**DIRECTIONS FOR THIS TASK**:
Determine the number of lines in these entries that hold the word "mark". Give the number and nothing more.

**INPUT MATERIAL**:
%%

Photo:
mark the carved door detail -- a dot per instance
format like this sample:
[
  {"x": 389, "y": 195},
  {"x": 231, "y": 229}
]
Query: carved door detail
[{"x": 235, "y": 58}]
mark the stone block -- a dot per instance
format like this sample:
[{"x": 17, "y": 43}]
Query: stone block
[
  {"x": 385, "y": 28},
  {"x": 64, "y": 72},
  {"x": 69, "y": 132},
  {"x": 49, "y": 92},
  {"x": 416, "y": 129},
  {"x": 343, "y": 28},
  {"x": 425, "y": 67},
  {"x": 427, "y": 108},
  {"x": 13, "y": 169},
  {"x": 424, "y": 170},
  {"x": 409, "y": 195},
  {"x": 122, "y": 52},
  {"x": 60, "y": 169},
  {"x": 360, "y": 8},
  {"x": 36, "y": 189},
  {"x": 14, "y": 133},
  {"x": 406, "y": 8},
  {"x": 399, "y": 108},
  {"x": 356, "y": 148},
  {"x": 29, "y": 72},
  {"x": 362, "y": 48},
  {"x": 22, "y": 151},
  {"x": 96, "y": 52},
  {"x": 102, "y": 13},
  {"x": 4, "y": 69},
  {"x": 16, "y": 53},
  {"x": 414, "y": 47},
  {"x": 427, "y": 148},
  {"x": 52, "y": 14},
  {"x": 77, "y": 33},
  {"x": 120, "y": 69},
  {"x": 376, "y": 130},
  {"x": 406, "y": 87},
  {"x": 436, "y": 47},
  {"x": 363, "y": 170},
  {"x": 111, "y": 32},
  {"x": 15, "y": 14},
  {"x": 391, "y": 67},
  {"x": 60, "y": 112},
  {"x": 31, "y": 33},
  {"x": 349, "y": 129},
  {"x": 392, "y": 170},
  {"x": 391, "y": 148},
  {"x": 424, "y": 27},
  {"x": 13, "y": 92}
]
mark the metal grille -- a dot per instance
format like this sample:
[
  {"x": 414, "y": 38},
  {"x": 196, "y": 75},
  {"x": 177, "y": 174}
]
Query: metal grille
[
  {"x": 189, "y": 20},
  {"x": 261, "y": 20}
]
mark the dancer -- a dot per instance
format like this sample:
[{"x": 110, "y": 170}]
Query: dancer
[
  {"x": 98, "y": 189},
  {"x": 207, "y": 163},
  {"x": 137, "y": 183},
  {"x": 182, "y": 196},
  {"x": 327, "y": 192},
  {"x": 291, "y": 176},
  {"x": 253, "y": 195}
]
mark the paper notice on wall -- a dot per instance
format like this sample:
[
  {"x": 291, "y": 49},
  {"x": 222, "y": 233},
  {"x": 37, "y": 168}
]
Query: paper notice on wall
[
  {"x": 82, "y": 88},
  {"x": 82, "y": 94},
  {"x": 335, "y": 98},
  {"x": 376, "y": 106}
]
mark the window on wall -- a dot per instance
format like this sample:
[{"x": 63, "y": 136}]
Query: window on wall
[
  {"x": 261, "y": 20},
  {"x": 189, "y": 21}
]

%%
%%

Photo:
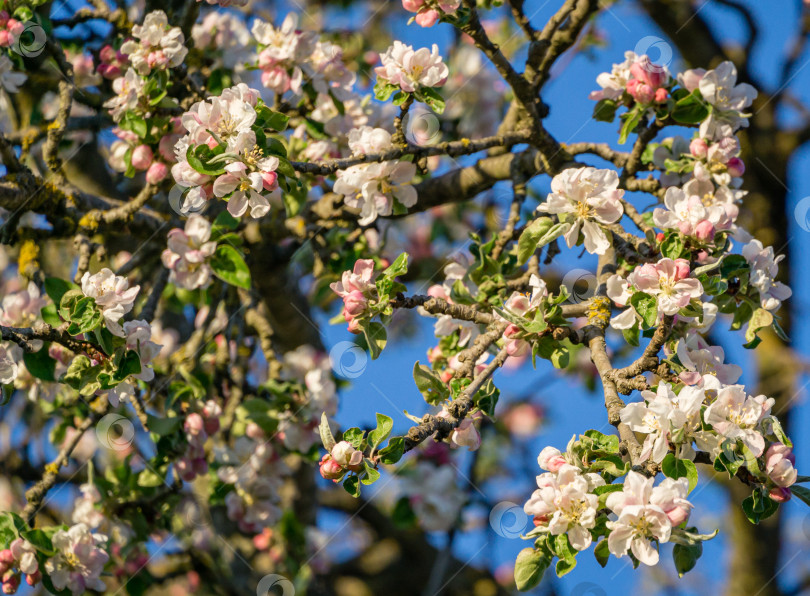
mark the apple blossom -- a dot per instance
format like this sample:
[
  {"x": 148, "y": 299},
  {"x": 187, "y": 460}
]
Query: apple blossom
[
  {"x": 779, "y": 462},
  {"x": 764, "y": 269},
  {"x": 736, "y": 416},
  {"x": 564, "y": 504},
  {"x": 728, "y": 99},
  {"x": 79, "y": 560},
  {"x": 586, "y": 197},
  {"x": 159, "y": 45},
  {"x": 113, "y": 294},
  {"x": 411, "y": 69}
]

%%

**TASK ANSWER**:
7